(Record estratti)
┄┄┄┄┄┄┄┄┄┄┄┄┄┄┄┄┄┄┄┄
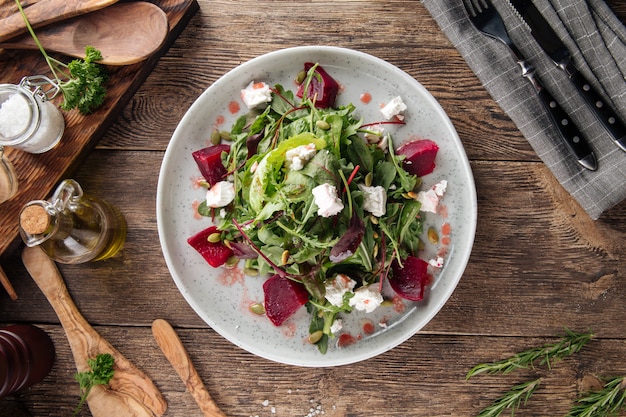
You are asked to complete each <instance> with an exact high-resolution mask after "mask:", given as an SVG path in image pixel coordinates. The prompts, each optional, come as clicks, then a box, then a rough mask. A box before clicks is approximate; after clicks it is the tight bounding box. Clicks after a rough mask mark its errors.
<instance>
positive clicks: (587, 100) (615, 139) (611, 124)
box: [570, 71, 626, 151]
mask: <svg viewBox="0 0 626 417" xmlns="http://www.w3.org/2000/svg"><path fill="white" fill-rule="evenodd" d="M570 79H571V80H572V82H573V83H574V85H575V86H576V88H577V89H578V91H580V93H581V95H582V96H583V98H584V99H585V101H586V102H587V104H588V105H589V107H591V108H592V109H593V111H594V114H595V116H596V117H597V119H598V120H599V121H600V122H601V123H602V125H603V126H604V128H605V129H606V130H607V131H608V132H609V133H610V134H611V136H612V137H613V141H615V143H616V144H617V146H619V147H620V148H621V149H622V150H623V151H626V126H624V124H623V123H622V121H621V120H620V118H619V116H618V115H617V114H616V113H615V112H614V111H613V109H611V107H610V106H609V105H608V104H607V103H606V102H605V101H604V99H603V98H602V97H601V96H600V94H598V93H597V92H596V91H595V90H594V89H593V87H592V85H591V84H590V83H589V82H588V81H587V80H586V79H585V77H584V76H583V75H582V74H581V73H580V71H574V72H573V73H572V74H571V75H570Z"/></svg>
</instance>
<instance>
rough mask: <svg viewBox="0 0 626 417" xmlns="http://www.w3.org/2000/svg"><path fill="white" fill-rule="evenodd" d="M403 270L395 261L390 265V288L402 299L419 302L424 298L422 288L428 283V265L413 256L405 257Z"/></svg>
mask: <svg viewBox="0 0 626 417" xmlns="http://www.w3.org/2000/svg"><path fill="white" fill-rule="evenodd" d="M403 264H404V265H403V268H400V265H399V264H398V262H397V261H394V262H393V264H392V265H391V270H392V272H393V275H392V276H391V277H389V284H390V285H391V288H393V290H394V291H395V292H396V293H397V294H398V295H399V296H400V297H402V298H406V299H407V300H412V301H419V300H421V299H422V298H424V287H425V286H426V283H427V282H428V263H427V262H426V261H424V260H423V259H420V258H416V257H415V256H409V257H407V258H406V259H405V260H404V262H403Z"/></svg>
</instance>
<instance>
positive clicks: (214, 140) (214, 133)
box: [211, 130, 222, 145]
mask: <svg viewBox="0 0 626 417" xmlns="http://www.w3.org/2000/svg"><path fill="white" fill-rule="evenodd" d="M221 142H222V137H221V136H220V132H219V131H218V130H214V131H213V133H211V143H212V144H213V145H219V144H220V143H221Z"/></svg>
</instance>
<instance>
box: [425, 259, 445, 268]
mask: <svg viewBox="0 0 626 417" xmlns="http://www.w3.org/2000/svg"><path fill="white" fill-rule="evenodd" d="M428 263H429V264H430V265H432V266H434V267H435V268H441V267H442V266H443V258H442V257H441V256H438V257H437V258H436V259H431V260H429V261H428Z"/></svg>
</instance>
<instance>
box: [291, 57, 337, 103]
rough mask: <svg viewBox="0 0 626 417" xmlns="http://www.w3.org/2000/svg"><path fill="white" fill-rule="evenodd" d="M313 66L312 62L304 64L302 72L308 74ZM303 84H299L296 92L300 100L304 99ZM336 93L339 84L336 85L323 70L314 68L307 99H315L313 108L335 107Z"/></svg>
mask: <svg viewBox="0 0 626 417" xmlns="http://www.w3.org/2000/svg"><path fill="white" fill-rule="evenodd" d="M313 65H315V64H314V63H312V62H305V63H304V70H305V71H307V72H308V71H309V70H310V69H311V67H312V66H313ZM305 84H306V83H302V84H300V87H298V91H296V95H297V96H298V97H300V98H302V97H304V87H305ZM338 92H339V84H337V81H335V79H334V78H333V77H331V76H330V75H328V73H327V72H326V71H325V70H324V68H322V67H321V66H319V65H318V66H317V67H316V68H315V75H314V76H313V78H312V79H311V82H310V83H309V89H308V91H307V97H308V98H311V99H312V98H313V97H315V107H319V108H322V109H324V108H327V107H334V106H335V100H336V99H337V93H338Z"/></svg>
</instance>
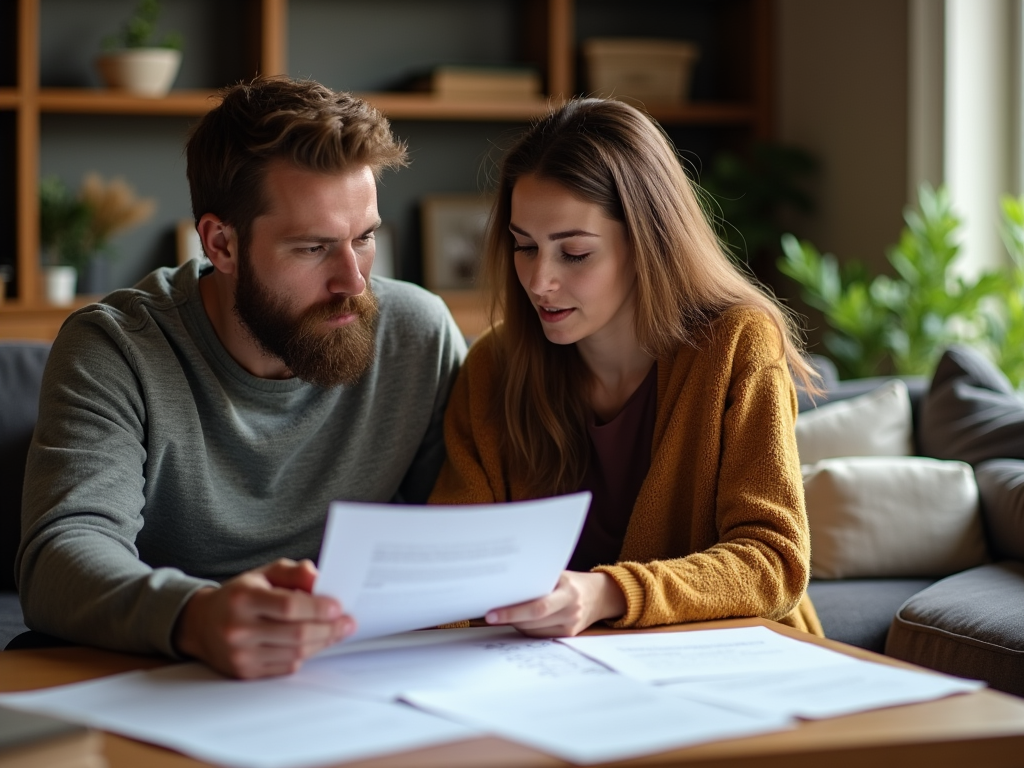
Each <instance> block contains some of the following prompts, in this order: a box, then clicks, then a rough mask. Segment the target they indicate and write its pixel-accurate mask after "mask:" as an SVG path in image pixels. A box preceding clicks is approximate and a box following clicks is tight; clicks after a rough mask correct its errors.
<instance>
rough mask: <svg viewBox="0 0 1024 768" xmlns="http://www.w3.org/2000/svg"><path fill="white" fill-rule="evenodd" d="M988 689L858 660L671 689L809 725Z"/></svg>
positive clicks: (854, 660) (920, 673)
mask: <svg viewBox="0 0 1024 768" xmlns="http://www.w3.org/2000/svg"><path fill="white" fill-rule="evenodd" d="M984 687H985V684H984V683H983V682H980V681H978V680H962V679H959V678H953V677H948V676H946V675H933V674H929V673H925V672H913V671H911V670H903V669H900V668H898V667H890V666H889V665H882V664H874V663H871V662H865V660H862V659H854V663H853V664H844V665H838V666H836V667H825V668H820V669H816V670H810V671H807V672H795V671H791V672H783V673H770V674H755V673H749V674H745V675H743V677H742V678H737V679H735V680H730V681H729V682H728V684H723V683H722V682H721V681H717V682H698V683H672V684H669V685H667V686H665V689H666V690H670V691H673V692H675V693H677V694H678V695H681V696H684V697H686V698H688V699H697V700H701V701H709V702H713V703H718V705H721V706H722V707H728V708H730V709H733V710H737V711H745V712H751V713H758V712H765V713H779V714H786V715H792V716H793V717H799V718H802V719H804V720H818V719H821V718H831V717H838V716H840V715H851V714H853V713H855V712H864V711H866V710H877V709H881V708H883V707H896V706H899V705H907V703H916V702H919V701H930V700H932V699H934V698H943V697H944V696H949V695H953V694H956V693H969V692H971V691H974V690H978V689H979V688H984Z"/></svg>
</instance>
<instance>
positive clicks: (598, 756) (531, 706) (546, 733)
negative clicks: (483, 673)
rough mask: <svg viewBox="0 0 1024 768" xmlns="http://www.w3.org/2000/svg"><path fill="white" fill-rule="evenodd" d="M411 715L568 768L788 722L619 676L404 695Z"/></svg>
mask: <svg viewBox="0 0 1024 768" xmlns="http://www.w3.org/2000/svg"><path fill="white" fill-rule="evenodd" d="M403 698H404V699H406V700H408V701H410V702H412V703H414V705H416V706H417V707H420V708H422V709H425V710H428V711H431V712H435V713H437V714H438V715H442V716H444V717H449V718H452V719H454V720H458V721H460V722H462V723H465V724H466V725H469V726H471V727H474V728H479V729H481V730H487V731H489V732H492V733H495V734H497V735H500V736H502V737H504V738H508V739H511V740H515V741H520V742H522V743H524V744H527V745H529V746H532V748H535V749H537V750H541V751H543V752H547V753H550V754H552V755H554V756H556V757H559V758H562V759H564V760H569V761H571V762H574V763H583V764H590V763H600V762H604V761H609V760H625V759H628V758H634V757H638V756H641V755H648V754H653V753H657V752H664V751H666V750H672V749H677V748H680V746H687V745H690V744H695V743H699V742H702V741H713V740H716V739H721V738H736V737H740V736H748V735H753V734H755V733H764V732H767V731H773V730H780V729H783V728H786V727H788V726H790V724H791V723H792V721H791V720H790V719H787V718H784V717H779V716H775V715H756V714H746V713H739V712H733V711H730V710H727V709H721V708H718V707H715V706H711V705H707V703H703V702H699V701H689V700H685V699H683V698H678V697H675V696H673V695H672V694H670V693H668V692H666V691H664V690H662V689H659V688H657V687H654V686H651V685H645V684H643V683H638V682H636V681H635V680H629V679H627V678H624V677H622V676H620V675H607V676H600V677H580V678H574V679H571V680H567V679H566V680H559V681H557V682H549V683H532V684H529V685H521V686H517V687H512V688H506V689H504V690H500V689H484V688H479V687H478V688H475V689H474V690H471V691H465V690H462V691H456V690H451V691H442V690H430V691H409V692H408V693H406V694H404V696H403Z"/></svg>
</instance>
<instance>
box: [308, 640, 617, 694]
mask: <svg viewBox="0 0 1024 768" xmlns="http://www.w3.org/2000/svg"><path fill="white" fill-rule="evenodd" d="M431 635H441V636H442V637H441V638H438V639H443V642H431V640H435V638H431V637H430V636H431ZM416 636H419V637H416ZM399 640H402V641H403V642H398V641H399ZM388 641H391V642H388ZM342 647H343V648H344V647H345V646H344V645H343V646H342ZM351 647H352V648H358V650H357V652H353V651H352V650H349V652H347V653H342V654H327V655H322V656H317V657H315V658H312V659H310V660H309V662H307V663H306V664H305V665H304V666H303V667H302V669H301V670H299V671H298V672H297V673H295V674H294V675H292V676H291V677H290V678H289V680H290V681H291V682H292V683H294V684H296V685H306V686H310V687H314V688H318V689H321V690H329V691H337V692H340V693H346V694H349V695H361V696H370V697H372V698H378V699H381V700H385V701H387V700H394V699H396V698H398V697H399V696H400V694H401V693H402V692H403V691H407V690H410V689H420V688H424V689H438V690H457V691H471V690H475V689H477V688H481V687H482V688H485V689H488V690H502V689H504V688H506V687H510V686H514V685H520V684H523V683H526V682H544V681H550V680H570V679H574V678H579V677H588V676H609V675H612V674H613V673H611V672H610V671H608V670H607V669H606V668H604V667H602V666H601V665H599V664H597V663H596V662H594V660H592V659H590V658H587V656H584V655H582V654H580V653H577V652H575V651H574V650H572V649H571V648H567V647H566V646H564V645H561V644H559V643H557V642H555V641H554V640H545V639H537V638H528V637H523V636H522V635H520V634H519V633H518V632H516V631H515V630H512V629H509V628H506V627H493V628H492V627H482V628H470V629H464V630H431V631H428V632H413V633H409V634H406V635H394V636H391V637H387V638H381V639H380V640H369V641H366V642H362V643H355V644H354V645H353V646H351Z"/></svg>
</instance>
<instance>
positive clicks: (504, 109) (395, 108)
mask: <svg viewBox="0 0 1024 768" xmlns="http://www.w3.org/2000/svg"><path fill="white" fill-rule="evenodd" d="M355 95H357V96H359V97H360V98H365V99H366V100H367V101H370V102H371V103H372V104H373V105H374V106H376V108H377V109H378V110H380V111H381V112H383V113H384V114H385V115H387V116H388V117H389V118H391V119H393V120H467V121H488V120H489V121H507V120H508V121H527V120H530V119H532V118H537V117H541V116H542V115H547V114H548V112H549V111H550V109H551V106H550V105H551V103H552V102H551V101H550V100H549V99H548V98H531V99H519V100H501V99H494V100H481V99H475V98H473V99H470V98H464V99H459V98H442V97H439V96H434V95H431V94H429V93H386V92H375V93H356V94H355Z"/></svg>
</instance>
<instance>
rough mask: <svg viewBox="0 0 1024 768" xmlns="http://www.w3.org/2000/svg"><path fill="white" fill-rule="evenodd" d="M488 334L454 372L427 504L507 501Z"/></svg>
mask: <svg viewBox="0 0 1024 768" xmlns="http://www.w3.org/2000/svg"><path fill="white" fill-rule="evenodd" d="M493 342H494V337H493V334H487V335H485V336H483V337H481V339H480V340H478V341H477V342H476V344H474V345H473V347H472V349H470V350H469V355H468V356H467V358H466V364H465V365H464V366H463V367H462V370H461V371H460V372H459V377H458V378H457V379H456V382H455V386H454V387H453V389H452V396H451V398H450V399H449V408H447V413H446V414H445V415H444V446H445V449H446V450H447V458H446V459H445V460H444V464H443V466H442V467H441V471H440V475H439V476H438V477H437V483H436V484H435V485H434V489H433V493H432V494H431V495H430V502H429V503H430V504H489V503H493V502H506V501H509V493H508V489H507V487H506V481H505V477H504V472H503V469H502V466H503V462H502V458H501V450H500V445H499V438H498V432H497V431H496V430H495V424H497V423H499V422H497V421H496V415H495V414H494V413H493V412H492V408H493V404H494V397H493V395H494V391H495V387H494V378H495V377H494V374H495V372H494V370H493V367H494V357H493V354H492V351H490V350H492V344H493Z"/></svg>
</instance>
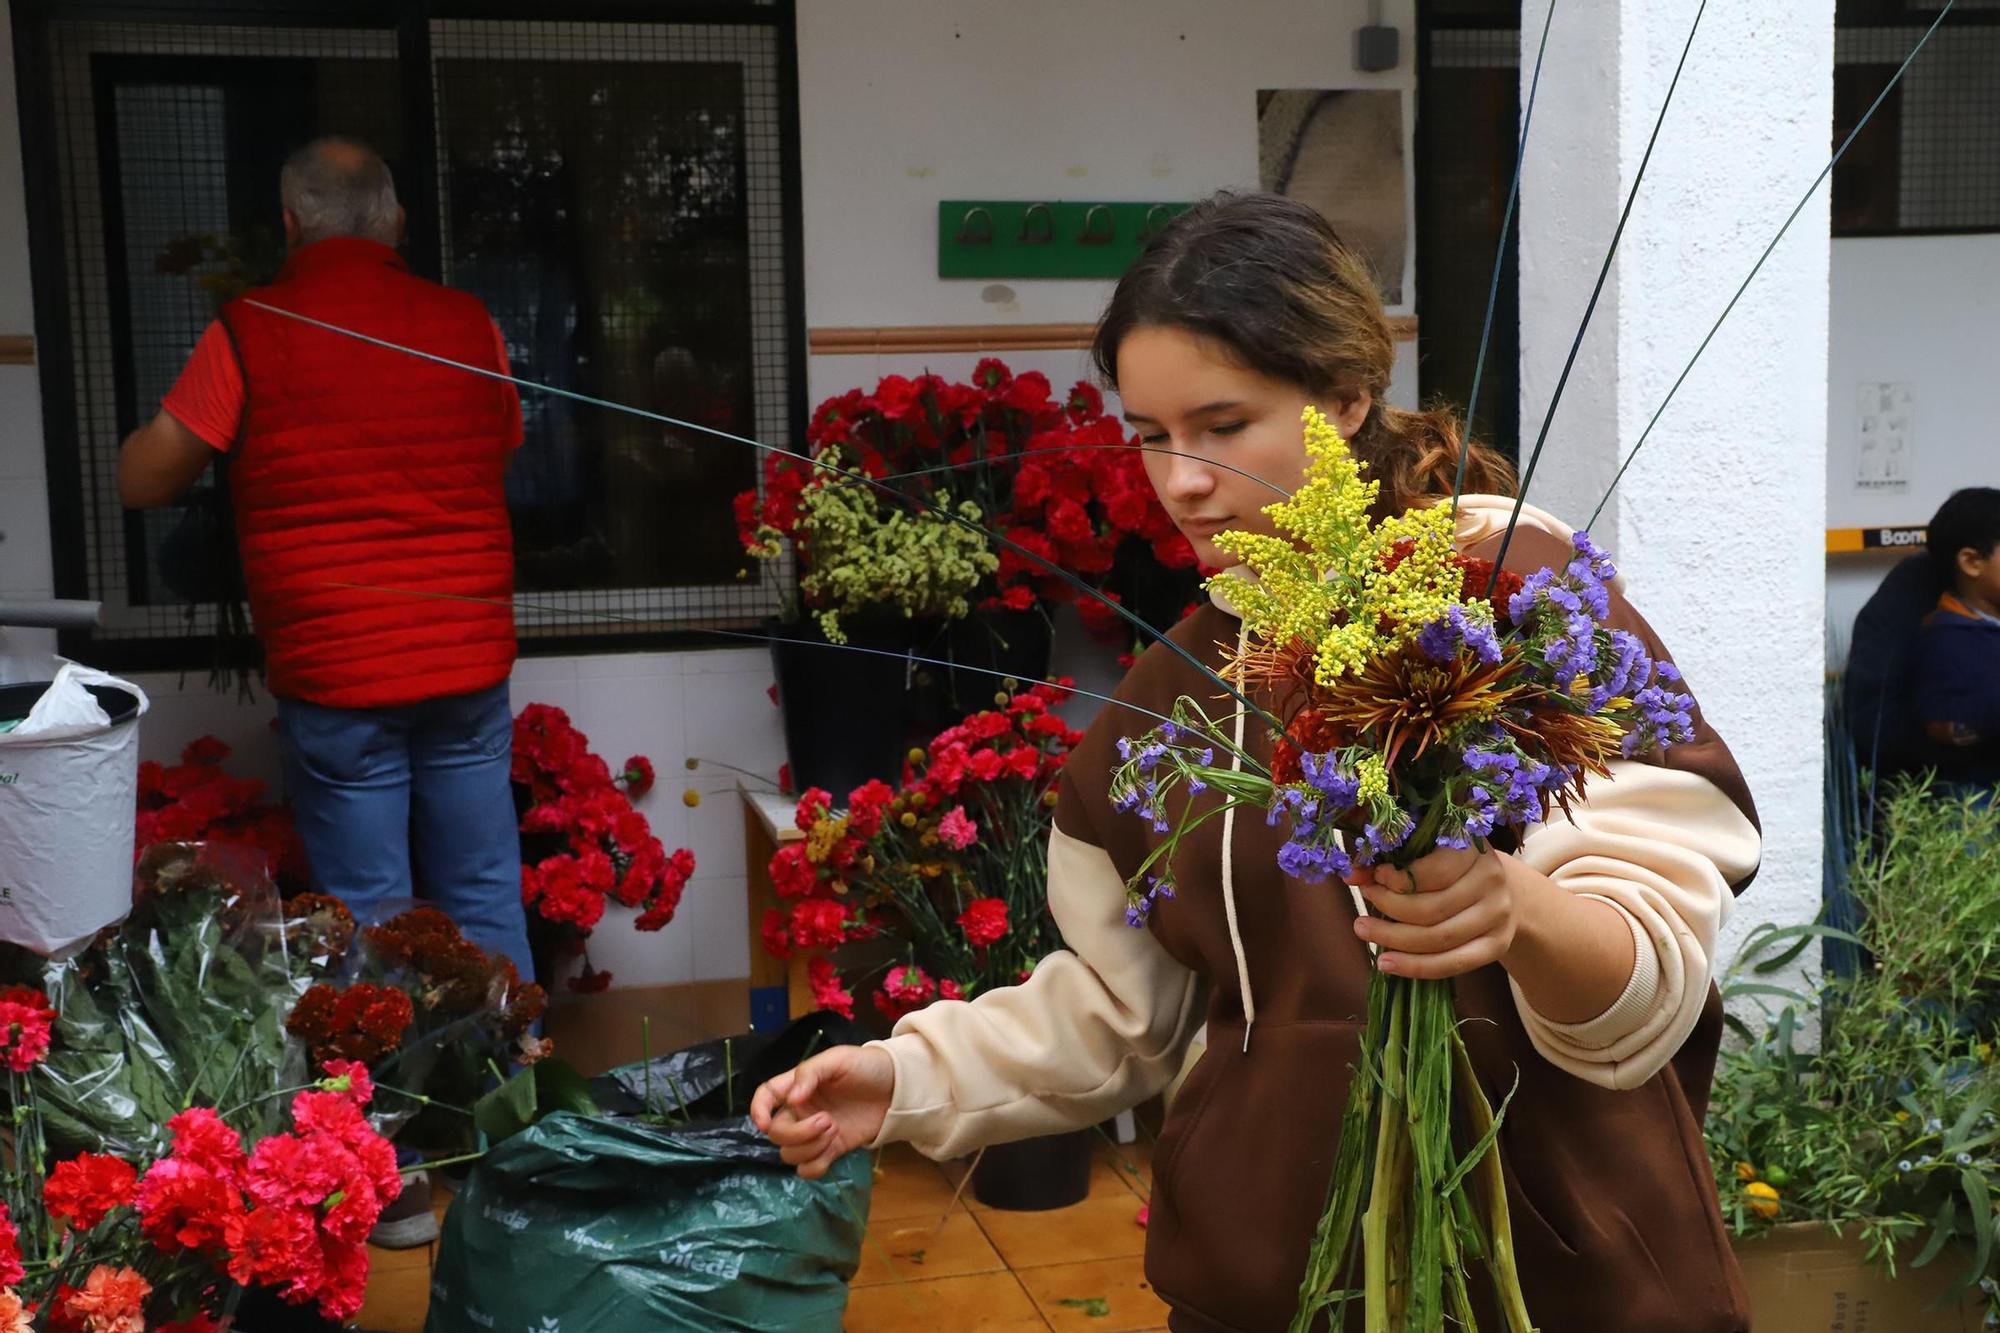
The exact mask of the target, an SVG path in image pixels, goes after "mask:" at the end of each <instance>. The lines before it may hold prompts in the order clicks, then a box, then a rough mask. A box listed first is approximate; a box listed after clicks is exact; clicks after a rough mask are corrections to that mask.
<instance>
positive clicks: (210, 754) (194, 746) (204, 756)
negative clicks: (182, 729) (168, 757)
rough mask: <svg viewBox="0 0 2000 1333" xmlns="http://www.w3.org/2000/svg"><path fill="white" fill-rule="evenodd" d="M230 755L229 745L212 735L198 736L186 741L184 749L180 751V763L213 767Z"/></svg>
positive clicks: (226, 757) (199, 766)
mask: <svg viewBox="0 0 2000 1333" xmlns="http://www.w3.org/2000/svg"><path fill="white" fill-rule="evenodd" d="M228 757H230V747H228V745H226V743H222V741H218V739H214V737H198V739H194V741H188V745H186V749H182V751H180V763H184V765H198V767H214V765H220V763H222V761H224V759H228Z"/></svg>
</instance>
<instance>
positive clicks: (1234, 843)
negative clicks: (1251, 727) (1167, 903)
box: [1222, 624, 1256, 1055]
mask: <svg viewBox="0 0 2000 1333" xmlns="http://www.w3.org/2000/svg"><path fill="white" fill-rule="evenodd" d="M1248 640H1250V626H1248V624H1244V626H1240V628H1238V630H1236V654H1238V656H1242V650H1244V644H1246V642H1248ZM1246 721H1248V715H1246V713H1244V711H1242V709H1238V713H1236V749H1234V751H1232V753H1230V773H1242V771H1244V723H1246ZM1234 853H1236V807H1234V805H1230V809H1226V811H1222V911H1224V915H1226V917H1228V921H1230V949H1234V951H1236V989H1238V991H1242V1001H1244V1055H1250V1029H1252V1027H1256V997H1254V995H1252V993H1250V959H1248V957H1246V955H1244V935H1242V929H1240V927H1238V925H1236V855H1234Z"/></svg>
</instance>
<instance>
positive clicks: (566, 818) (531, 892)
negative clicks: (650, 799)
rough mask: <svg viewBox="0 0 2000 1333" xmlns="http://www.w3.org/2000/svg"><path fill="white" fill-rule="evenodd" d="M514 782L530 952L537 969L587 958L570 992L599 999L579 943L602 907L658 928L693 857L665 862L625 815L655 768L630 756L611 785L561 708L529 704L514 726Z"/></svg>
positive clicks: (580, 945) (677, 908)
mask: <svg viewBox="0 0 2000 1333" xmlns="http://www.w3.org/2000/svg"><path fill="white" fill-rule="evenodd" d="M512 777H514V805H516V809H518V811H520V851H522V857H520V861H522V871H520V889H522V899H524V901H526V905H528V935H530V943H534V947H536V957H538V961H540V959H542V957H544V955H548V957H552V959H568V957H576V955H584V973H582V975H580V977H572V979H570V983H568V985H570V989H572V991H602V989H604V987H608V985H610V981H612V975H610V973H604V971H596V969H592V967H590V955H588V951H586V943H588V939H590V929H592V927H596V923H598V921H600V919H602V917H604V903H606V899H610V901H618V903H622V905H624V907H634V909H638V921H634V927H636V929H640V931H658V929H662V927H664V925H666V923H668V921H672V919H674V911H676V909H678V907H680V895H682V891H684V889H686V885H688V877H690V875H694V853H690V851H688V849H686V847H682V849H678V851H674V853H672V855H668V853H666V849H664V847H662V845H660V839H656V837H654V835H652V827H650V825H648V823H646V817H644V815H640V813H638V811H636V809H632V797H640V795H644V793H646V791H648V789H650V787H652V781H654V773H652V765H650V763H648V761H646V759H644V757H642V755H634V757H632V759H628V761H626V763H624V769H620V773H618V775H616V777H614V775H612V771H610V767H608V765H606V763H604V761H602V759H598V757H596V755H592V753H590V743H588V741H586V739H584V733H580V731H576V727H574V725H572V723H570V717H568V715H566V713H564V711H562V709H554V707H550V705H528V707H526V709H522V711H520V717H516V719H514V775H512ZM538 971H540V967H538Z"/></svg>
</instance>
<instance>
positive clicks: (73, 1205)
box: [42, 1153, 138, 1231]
┄┄┄┄┄┄┄┄┄┄┄┄┄┄┄┄┄┄┄┄
ISTRUZIONI DEL COMPITO:
Elenca tutte le righe dei record che contengono la stringa "negative", distinguendo tra maiuscole e minuscole.

RISPOSTA AL COMPITO:
negative clicks: (483, 673)
negative clicks: (182, 729) (168, 757)
negative clicks: (1251, 727) (1167, 903)
negative clicks: (650, 799)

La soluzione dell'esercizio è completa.